• [Article]:
Some other operations like DISTINCT, GROUP BY can produce UniqueKey as well.

NULL values
-----------
I added notnullattrs in RelOptInfo, which present if these attributes may
not be NULL after the baserestrictinfo is executed. not-null-attributes
may be generated by not-null constraint in catalog or baserestrictinfo
(only) filter. However it is possible become NULLs because of outer
join, then Var.varnullingrels is used in this case. see
'var_is_nullable' function call. 

To simplify the UniqueKey module, it doesn't care about the null values
during the maintaining, which means it may contains multi NULL values
all the time by design. However whenever a user case care about that,
the user case can get the answer with the above logic, that is what
'mark-distinct-as-noop' does. 

How to reduce the overhead
----------------------------------
UniqueKey employs the similar strategy like PathKey, it only maintain
the interesting PathKey. Currently the interesting UniqueKey includes:
1). It is subset of distinct_pathkeys.
2). It is used in mergeable join clauses for unique key deduction (for
the join rel case, rule 1). In this case, it can be discarded quickly if
the join has been done.

To avoid to check if an uniquekey is subset of distinct clause again and
again, I cached the result into UnqiueKey struct during the UniqueKey
creation. 

Since our first goal is just used for marking distinct as no-op, so if
there is no distinct clause at all, unique key will be not maintained at
the beginning. so we can have some codes like:

if (root->distinct_pathkeys == NULL)
return;

This fast path is NOT added for now for better code coverage.

What I have now:
----------------

The current patch just maintain the UniqueKey at the baserel level and
used it for mark-distinct-as-noop purpose. including the basic idea of

- How the UniqueKey is defined. 
- How to find out the interesting pathkey in the base relation level.
- How to figure out the unique key contains NULL values.

Also the test cases are prepared, see uniquekey.sql.

Some deep issues can only be found during the development, but I still
like to gather more feedback to see if anything is wrong at the first
place. Like what role will the collation play on for UniqueKey.

Any thought?

>From 1248b106a0e3d759896e95e36bafcda65216a965 Mon Sep 17 00:00:00 2001
From: Andy Fan <[email protected]>
Date: Thu, 12 Oct 2023 13:45:51 +0800
Subject: [PATCH v1 1/1] uniquekey on base relation and used it for
 mark-distinct-as-op.

• [Object position labeling rows]:
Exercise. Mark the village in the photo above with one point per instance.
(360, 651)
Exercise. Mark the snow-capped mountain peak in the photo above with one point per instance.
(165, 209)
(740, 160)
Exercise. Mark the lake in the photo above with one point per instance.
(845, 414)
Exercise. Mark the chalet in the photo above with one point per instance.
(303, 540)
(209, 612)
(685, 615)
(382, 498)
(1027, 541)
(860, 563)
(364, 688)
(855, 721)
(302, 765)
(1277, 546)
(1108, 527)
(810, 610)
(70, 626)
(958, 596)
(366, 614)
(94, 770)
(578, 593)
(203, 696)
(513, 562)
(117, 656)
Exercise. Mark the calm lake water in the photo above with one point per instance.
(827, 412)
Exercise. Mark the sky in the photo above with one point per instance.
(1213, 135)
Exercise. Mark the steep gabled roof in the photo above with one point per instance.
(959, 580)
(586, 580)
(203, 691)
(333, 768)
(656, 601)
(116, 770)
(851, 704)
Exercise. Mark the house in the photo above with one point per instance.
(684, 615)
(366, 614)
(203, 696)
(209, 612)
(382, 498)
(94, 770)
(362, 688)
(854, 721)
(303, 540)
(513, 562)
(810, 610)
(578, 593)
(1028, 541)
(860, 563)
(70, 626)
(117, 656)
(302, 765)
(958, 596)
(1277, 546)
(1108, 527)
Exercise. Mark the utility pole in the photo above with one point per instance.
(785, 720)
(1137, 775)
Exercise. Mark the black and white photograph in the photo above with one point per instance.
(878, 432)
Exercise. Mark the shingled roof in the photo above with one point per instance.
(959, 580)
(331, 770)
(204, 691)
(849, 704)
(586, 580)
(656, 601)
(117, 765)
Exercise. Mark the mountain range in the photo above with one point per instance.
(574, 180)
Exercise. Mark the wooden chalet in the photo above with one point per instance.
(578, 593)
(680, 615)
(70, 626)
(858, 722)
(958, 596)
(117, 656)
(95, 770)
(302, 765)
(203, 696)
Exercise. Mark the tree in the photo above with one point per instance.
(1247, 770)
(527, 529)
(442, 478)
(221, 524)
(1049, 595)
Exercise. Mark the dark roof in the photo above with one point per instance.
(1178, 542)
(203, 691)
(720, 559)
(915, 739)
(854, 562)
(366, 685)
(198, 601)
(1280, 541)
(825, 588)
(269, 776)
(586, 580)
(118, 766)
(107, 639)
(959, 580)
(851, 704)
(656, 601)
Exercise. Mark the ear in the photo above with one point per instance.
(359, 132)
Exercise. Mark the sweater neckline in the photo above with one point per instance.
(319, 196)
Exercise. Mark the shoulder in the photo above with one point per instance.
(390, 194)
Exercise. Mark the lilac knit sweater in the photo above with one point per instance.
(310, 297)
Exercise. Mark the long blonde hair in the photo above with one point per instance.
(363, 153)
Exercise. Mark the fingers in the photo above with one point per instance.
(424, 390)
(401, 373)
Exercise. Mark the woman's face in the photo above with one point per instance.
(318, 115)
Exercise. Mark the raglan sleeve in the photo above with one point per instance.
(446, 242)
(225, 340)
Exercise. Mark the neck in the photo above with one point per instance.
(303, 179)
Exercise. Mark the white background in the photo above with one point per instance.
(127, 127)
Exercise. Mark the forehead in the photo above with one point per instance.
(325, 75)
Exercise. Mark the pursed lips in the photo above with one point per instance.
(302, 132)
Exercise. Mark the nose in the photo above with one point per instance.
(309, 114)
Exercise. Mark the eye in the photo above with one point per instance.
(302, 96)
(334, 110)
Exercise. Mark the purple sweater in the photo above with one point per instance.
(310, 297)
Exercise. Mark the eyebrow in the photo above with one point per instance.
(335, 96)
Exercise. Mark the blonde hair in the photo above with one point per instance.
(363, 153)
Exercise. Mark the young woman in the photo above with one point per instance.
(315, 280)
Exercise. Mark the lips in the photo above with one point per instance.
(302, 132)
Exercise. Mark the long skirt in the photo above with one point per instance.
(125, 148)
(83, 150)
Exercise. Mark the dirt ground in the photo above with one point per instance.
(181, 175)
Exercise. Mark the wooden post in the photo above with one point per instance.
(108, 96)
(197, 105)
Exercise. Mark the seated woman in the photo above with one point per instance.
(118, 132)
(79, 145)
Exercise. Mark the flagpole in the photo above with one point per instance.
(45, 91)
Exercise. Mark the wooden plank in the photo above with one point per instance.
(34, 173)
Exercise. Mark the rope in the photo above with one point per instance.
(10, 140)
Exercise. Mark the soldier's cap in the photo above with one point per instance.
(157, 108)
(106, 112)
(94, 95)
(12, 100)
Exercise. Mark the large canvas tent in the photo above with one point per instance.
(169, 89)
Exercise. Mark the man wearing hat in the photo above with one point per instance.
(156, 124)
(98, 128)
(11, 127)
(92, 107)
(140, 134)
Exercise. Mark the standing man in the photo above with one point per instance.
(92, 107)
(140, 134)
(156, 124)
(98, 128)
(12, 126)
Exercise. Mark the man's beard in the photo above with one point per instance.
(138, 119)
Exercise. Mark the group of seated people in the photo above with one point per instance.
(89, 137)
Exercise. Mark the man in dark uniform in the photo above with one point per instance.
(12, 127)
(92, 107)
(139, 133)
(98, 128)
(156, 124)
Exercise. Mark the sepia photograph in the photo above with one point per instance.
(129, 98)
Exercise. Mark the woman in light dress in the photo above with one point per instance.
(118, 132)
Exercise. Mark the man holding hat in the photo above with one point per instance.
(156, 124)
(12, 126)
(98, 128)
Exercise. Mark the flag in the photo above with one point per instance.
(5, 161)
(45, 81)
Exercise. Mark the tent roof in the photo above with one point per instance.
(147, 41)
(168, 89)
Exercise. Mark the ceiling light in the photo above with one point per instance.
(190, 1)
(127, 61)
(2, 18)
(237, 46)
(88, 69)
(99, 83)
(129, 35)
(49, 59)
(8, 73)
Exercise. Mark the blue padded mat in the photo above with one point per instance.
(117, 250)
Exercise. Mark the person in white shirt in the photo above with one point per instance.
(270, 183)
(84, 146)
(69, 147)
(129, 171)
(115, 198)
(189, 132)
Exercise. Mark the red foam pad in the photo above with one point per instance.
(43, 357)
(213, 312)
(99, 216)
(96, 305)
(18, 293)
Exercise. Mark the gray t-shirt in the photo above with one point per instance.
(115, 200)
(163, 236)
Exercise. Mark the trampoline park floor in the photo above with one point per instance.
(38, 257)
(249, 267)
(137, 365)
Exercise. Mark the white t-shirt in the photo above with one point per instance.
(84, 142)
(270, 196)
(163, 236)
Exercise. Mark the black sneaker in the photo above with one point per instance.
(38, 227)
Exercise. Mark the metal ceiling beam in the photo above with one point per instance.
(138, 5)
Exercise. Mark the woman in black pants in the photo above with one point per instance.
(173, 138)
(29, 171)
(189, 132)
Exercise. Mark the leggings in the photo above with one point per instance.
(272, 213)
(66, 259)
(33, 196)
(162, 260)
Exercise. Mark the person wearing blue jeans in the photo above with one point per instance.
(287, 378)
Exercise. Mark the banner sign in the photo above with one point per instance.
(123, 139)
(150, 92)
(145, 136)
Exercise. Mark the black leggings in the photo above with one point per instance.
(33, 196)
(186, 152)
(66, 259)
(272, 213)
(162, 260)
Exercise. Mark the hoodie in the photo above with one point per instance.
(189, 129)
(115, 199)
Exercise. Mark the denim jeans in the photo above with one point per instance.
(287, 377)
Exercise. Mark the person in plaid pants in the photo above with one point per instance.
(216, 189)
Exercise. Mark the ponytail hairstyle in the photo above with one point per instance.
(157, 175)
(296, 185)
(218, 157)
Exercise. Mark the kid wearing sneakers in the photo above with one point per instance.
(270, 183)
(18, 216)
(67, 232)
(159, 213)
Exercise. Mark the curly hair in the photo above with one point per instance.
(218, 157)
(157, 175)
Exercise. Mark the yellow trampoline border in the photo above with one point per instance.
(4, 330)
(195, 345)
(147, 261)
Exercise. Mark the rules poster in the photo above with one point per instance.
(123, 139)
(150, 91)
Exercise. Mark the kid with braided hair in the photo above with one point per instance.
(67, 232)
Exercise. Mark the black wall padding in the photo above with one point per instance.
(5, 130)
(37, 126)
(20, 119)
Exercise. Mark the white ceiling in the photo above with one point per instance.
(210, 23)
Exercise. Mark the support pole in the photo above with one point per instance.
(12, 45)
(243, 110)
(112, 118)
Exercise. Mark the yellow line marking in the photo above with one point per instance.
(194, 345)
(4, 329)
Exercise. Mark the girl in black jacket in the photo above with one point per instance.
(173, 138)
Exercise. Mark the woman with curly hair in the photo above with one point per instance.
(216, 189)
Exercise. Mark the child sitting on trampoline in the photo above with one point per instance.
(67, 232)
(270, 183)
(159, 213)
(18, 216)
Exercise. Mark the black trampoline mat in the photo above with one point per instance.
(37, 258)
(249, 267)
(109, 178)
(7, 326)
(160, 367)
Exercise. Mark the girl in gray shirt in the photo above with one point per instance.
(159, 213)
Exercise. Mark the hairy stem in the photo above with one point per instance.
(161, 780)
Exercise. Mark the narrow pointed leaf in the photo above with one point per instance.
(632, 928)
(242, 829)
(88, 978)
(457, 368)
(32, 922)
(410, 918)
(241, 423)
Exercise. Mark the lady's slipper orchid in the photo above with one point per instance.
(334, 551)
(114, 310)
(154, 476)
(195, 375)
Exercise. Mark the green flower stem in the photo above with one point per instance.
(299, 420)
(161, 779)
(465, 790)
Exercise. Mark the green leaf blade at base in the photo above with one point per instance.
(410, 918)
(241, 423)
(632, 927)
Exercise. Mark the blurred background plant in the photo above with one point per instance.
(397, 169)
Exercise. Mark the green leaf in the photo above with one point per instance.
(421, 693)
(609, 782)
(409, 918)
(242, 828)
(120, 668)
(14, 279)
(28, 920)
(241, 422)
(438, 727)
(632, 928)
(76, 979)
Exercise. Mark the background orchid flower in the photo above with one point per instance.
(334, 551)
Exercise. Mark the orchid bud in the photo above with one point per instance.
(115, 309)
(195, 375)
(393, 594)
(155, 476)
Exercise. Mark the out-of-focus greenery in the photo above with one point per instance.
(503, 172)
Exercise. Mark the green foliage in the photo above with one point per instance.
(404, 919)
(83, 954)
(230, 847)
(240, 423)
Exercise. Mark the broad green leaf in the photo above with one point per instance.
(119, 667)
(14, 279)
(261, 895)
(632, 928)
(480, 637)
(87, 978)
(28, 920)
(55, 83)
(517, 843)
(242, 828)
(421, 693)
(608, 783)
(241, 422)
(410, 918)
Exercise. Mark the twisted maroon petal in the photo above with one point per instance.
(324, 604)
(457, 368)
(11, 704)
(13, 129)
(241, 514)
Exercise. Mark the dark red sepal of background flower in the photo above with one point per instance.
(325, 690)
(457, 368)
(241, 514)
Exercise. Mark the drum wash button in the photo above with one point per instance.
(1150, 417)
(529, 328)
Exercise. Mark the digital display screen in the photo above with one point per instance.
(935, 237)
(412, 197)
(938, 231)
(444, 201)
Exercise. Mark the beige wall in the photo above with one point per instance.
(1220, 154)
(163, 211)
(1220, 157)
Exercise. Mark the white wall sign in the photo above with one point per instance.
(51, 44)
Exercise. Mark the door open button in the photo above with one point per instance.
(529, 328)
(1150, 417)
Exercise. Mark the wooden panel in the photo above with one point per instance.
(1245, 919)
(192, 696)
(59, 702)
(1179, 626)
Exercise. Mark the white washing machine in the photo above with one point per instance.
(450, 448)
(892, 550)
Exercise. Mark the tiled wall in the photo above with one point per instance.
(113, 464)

• [To-do list]:
1. Repeat the passage of the UniqueKey post that runs from "How to reduce" up to and including "has been done.".
2. Report each line of the rows that contains the string "person", treating uppercase and lowercase as distinct.

• [Results by task]:
1.
How to reduce the overhead
----------------------------------
UniqueKey employs the similar strategy like PathKey, it only maintain
the interesting PathKey. Currently the interesting UniqueKey includes:
1). It is subset of distinct_pathkeys.
2). It is used in mergeable join clauses for unique key deduction (for
the join rel case, rule 1). In this case, it can be discarded quickly if
the join has been done.

2.
Exercise. Mark the person in white shirt in the photo above with one point per instance.
Exercise. Mark the person wearing blue jeans in the photo above with one point per instance.
Exercise. Mark the person in plaid pants in the photo above with one point per instance.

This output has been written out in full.